### Data provided
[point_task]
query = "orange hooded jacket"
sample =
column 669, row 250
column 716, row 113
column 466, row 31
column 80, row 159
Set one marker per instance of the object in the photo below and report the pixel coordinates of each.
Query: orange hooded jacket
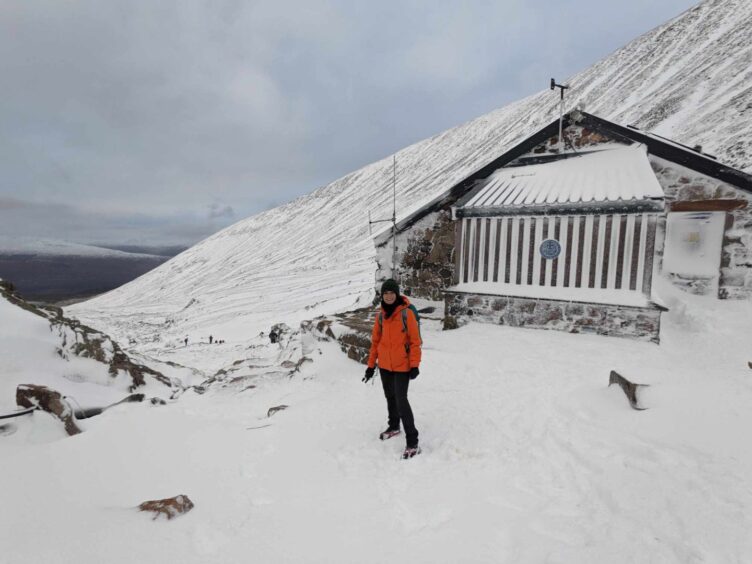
column 389, row 343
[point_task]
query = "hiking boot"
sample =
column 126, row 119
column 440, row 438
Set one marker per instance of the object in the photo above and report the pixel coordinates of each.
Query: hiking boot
column 410, row 452
column 388, row 434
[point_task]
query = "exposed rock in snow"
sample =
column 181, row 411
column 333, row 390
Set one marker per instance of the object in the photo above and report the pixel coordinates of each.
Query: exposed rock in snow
column 48, row 400
column 170, row 507
column 688, row 79
column 81, row 340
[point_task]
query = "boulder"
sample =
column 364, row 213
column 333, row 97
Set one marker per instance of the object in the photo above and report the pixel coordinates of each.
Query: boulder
column 46, row 399
column 170, row 507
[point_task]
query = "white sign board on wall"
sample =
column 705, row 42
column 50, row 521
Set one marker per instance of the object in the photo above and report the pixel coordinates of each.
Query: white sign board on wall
column 693, row 243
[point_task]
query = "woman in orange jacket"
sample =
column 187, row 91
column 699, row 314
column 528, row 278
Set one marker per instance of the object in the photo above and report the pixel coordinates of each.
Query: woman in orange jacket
column 396, row 346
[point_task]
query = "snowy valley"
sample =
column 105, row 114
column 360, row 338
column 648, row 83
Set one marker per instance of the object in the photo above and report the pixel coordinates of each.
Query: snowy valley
column 529, row 455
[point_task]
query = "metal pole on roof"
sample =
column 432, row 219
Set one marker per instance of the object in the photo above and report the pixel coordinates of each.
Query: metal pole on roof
column 562, row 88
column 394, row 218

### Short problem
Can you set down the data above, from its start through the line holding "column 693, row 243", inclusive, matching each line exactly but leaving the pictures out?

### Exercise result
[point_task]
query = "orange hooded jacket"
sample =
column 669, row 250
column 716, row 113
column 466, row 31
column 80, row 159
Set one marker per instance of the object in the photo below and report the pixel coordinates of each.
Query: orange hooded jacket
column 389, row 343
[point_task]
query = "hiking boot"
sample =
column 126, row 119
column 440, row 438
Set one marker per instance of the object in the photo above and report the pixel coordinates of each.
Query: hiking boot
column 410, row 452
column 388, row 434
[point_task]
query = "exposed rock in snow"
sample =
column 181, row 411
column 333, row 390
Set one marker per instance of the object in the photo above and report the pixel coordinates of each.
Query: exposed rock in snow
column 48, row 400
column 170, row 507
column 688, row 79
column 81, row 340
[point_task]
query = "boulder"
sample =
column 364, row 213
column 333, row 97
Set one marker per instance of the object in the photo above and report the pixel coordinates of each.
Query: boulder
column 46, row 399
column 170, row 507
[point_task]
query = "white sign board on wall"
sample =
column 705, row 42
column 50, row 521
Set one marker per instance of the object in the photo above and report the pixel coordinates of each.
Query: white sign board on wall
column 693, row 243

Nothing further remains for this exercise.